# What to produce:
Copy every line of the records below word for word, without changing anything.

# Data for this exercise:
********************

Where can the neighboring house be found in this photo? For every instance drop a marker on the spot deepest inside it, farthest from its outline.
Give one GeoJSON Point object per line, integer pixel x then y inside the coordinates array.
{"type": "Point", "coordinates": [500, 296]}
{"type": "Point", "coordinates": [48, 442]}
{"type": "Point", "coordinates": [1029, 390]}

********************

# Solved exercise:
Where can the neighboring house be found in this photo? For every instance drop a marker on the spot deepest inside it, farthest from its outline.
Give one GeoJSON Point object per line, integer pixel x then y inside the coordinates array.
{"type": "Point", "coordinates": [500, 296]}
{"type": "Point", "coordinates": [48, 442]}
{"type": "Point", "coordinates": [1029, 390]}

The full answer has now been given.